Start of Records for processing

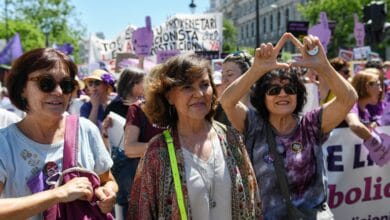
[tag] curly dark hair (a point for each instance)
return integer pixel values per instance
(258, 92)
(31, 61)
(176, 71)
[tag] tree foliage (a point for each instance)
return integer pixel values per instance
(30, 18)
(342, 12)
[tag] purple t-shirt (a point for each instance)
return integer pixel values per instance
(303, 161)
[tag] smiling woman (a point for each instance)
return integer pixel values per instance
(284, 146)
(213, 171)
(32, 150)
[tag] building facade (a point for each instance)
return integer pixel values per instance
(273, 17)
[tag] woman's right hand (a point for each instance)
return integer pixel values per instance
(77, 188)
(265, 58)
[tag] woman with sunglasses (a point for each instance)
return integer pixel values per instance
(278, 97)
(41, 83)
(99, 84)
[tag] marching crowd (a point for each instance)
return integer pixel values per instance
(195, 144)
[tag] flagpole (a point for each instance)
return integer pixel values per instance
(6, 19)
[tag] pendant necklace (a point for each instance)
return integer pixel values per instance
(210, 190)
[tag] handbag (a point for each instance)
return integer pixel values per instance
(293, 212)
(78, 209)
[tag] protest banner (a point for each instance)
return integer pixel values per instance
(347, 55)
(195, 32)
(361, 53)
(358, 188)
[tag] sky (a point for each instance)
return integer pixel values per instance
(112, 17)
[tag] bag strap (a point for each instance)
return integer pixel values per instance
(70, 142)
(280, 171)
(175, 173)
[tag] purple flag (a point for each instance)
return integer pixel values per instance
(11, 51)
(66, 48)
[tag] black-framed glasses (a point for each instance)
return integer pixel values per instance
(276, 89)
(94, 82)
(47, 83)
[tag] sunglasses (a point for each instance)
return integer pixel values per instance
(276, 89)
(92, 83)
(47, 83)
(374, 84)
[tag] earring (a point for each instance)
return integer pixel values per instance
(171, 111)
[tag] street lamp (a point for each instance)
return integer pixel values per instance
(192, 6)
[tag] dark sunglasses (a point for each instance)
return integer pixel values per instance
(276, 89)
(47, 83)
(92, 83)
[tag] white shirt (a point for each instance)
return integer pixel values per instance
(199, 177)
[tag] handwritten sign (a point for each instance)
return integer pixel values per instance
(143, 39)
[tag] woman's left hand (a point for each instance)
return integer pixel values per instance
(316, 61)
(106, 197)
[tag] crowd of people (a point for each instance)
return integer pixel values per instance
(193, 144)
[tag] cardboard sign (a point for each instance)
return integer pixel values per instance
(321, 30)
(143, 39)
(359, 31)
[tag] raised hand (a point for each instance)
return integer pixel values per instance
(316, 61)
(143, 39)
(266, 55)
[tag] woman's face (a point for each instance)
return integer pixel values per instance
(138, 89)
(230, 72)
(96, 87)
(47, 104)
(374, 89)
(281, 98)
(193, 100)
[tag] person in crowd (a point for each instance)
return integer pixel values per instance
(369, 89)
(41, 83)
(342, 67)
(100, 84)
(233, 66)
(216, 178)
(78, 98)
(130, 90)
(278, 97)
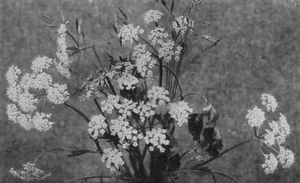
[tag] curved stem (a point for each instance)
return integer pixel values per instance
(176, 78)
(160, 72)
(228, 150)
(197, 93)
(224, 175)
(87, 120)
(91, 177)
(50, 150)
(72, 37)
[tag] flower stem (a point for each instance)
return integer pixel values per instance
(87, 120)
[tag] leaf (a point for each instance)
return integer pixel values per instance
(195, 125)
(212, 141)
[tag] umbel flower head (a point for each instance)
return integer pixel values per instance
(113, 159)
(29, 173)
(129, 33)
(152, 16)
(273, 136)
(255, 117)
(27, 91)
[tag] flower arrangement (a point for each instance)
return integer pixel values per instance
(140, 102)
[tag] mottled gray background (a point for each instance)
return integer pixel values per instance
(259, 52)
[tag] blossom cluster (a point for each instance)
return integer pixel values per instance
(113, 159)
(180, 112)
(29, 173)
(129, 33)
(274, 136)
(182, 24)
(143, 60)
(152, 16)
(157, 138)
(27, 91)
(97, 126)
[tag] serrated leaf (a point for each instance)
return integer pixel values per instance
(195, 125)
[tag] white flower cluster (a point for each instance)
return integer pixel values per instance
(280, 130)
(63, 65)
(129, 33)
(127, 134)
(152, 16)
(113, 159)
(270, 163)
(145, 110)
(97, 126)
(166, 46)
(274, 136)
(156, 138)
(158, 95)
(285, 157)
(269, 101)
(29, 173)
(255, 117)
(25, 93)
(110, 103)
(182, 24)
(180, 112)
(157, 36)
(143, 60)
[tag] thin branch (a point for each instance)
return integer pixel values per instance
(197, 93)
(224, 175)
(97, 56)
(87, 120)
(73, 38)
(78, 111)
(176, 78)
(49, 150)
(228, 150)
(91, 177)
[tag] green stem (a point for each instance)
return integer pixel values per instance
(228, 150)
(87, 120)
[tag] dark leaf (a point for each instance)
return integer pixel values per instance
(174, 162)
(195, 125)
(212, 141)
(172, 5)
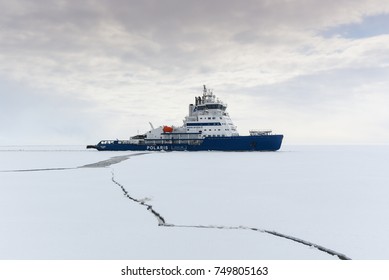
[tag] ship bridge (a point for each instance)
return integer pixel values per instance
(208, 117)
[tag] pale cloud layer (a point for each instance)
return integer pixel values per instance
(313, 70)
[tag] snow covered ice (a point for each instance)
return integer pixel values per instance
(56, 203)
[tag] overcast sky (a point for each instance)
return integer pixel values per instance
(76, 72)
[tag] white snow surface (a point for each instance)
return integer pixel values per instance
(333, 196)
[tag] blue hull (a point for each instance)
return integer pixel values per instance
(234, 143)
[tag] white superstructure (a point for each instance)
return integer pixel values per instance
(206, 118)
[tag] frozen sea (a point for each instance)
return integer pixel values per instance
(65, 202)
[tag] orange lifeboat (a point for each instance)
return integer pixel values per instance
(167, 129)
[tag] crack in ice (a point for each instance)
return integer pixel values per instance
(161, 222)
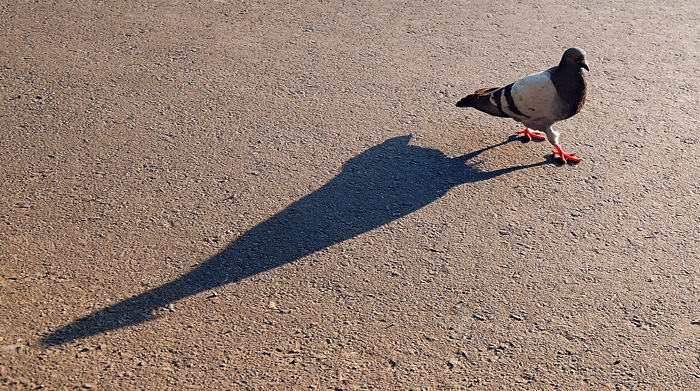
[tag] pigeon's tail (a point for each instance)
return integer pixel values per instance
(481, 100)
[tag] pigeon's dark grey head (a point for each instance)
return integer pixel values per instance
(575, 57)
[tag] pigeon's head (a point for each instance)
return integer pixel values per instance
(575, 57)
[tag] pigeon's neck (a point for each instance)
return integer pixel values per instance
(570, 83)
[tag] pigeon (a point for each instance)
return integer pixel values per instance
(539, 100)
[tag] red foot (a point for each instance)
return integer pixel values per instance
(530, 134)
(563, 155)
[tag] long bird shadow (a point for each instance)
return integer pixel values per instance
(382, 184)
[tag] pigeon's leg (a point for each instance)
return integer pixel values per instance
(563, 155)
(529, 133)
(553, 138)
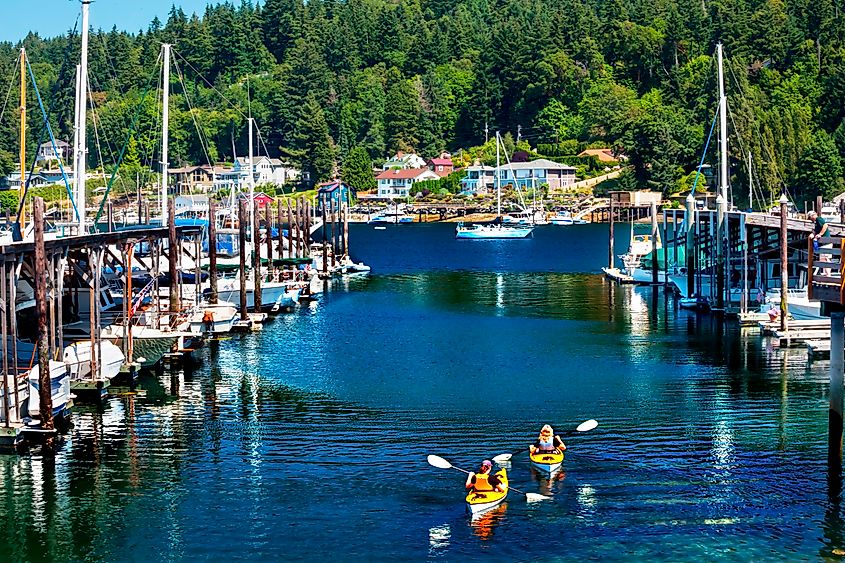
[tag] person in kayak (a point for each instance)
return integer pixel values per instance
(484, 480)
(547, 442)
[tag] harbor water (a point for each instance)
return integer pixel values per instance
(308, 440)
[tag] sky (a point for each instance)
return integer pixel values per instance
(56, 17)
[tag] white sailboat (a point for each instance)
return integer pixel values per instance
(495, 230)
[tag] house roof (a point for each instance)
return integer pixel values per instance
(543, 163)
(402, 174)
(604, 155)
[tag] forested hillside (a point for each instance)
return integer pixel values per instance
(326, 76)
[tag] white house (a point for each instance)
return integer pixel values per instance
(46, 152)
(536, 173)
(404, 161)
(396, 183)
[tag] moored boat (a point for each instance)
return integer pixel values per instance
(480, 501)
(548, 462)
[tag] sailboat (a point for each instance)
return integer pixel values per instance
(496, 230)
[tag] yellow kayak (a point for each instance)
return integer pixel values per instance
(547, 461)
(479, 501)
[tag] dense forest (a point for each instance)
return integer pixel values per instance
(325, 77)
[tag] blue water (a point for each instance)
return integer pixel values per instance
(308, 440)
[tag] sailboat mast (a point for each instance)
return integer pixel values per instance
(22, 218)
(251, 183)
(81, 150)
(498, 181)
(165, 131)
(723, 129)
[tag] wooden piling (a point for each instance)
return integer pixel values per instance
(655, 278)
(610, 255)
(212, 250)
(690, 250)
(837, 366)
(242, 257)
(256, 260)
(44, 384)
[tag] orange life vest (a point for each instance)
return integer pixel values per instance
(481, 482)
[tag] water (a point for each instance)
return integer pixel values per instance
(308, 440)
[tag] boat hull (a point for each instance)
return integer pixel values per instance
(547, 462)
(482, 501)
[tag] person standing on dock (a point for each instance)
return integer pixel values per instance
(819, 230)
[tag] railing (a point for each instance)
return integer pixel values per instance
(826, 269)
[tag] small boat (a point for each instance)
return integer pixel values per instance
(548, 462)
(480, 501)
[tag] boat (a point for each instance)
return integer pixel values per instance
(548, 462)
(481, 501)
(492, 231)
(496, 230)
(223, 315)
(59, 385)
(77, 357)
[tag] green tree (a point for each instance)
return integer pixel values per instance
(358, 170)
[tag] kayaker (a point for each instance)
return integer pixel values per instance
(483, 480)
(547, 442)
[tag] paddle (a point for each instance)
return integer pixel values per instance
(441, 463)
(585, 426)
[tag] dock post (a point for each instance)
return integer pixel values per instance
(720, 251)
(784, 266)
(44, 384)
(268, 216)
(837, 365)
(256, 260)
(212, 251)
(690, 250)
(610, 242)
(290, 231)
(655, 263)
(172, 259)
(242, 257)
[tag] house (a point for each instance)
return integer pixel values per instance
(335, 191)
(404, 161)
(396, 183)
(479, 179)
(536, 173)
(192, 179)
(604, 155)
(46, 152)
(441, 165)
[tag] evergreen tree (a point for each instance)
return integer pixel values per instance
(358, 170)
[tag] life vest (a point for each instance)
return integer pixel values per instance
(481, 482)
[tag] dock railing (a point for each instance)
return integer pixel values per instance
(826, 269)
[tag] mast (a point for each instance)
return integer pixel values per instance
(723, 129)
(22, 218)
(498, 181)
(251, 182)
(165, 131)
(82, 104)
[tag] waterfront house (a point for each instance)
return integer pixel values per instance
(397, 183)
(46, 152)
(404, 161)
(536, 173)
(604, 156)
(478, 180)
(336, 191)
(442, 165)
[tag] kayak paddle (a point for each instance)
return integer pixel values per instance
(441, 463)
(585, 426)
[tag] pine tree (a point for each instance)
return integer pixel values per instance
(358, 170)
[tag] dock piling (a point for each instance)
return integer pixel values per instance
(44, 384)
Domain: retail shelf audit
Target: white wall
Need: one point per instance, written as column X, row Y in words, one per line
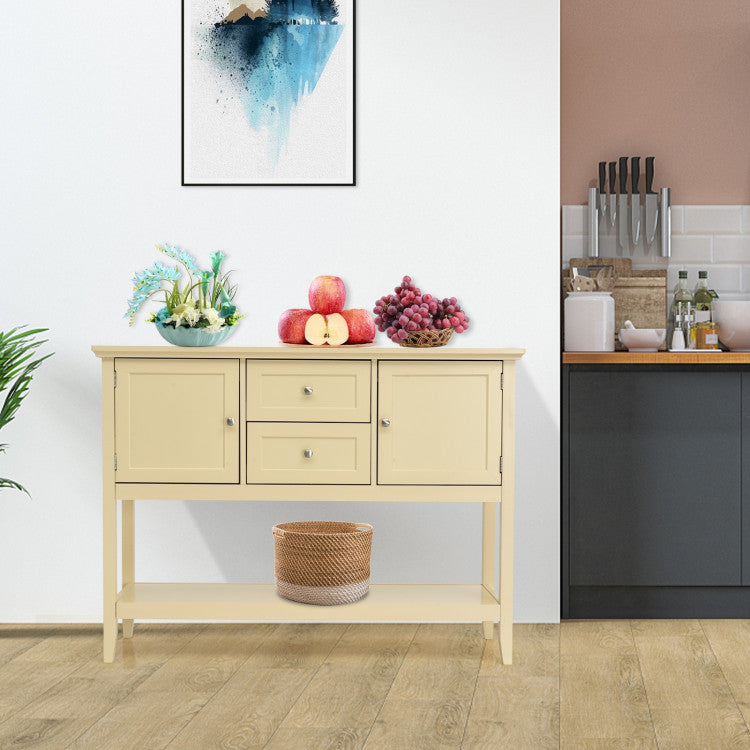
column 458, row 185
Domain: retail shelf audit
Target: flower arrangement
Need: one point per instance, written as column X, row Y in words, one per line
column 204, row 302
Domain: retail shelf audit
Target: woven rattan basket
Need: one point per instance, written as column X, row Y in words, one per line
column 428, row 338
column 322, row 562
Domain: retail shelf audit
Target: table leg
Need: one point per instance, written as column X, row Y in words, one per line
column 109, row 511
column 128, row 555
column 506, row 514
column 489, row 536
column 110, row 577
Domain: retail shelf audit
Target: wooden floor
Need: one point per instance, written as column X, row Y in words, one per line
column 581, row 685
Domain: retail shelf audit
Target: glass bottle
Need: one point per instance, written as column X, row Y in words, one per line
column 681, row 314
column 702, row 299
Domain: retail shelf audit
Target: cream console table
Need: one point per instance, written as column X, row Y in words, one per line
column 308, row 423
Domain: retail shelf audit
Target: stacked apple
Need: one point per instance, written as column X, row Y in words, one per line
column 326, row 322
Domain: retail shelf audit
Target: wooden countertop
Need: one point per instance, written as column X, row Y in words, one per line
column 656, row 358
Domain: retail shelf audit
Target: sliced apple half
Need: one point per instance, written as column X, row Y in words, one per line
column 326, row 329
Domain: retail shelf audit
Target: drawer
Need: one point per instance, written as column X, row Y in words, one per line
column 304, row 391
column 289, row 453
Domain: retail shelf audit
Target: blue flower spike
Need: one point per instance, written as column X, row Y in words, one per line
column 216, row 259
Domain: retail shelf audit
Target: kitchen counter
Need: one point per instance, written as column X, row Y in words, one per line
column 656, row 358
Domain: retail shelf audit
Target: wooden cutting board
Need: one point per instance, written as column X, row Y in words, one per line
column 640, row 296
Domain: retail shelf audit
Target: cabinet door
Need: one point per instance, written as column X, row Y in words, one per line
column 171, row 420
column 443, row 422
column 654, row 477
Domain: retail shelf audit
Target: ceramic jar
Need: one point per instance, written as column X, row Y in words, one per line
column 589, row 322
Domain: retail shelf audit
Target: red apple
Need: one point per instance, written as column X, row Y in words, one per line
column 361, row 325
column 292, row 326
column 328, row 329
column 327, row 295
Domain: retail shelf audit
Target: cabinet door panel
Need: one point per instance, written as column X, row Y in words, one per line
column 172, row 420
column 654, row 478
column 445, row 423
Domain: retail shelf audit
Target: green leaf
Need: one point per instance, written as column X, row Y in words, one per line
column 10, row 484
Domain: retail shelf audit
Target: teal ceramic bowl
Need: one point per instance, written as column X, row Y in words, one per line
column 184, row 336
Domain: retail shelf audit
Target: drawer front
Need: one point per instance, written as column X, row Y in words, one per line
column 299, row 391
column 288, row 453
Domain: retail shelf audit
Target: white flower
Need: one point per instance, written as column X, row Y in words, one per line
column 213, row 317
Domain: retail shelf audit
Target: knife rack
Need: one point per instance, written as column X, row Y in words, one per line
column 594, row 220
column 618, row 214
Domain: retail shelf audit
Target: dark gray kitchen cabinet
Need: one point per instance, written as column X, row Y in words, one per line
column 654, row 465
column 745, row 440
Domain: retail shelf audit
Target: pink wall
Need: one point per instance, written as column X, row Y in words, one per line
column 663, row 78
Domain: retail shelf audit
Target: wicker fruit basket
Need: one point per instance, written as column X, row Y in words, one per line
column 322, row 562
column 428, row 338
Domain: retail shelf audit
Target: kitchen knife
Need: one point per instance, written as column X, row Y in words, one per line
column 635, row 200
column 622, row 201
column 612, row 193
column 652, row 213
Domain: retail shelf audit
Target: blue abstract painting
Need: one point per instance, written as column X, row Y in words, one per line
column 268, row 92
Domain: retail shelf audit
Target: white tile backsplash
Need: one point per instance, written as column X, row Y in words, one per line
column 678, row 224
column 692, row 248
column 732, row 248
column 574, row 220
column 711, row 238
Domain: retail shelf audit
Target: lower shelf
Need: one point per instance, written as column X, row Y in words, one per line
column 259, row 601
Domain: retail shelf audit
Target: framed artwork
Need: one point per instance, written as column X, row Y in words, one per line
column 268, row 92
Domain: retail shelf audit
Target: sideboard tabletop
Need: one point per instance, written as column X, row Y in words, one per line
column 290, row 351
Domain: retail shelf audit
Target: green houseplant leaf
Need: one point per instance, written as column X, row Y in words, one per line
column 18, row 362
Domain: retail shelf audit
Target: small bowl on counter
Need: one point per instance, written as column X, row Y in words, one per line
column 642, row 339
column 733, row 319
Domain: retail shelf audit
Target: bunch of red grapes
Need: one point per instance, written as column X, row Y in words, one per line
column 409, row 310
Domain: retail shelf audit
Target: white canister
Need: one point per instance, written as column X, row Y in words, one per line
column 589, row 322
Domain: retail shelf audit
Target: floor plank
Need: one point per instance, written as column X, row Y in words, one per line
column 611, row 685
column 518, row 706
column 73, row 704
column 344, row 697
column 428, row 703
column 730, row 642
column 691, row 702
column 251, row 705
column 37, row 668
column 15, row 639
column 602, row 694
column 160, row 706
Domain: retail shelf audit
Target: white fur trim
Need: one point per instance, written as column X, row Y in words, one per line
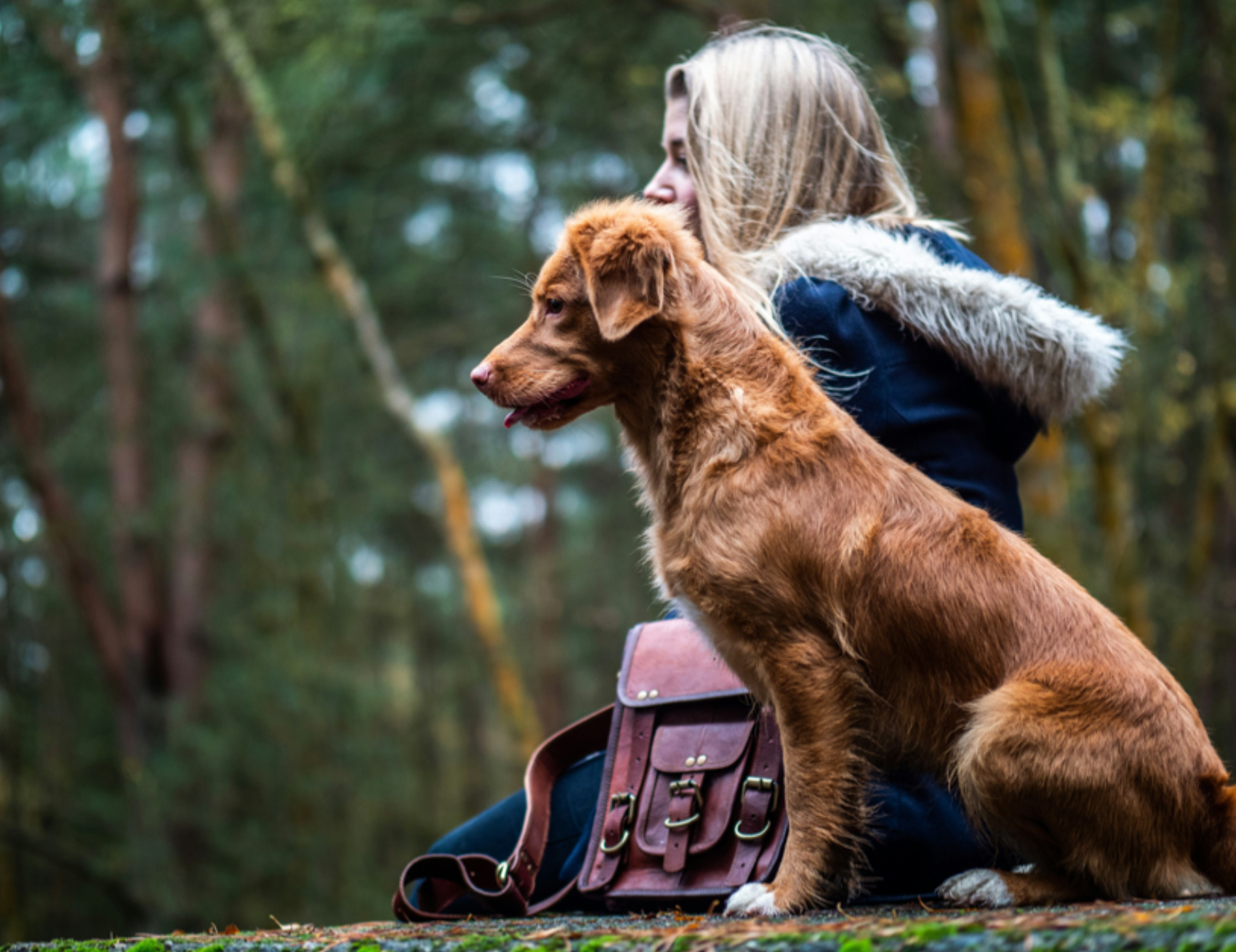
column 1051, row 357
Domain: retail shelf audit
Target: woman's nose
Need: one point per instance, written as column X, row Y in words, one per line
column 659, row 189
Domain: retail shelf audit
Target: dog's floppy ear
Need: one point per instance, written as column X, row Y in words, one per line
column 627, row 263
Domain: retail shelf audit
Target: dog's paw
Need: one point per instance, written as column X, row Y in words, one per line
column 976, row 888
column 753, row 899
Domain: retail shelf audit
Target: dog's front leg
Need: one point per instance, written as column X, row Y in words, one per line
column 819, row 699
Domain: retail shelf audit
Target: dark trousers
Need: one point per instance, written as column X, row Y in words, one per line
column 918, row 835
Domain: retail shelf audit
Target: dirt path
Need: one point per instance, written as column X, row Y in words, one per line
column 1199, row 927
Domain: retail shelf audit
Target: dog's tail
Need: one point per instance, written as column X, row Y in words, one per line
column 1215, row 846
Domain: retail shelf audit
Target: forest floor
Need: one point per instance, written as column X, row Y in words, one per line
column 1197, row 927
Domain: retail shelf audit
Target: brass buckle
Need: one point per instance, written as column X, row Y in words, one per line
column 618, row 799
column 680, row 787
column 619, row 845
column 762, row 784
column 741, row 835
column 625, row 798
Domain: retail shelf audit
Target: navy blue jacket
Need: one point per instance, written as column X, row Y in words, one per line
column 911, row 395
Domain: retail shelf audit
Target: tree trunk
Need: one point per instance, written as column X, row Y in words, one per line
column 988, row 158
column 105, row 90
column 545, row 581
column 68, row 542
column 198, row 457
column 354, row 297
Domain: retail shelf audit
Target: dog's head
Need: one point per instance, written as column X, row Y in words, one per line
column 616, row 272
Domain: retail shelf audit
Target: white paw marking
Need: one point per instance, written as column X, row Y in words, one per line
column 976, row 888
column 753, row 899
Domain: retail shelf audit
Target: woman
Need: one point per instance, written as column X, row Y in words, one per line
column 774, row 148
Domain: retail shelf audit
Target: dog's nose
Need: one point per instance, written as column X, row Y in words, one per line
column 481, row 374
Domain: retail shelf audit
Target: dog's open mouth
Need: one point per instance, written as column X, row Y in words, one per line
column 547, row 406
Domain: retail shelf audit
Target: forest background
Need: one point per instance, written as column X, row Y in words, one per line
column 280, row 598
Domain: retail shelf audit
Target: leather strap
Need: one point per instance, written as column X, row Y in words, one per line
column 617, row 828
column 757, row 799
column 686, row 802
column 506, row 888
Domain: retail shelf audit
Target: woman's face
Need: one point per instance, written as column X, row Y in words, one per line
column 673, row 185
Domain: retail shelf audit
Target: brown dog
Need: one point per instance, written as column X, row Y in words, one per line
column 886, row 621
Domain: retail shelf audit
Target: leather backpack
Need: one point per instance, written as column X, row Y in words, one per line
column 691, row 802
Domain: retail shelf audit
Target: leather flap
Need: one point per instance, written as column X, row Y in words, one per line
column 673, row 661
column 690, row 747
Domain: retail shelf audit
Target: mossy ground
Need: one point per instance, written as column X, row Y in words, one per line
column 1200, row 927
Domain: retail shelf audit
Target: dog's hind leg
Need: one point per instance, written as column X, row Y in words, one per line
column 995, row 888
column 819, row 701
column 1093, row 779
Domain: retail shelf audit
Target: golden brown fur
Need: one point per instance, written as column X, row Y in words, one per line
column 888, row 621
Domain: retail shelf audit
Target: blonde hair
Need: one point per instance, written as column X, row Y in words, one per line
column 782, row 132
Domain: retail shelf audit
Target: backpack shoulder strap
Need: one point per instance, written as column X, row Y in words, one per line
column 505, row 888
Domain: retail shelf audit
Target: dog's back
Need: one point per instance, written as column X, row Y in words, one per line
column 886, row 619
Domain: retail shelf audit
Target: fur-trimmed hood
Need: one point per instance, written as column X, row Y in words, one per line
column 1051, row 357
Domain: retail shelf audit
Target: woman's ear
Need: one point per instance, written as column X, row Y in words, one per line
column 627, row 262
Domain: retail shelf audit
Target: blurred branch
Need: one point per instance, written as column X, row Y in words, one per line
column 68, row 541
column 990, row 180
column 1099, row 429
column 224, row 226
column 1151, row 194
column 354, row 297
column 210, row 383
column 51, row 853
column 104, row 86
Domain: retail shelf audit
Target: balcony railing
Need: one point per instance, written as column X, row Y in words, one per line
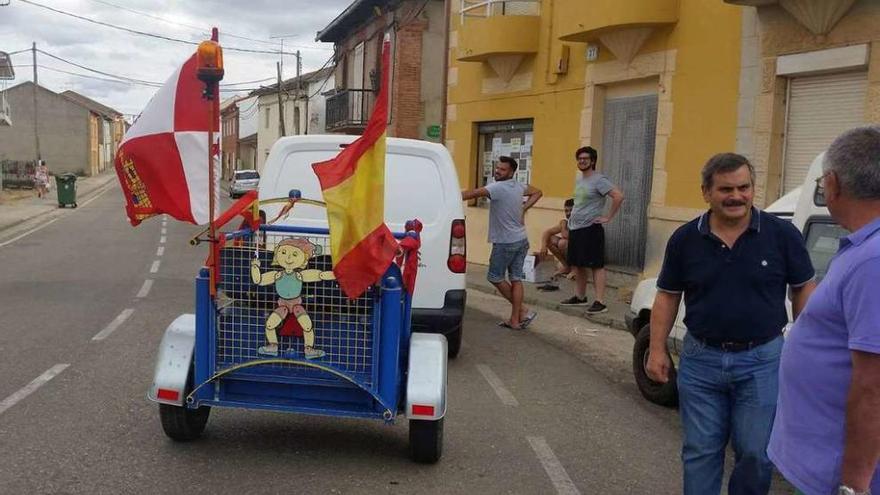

End of Records for processing

## What the exercise asks
Both end lines included, restate word for word the lines above from the line with "Target: small bowl on counter" to the line with "Target: floor plank", and nothing else.

## Result of this exercise
Target: small bowl on counter
Need: one point per instance, written as column X, row Y in words, one per line
column 642, row 339
column 733, row 319
Domain: retail shelf audit
Target: bunch of red grapes
Need: one point per instance, written as column X, row Y in words, one per line
column 409, row 310
Domain: retail shelf audit
Target: white canister
Need: one point per instance, written as column X, row Y in words, one per line
column 589, row 322
Domain: retail shelf audit
Target: floor plank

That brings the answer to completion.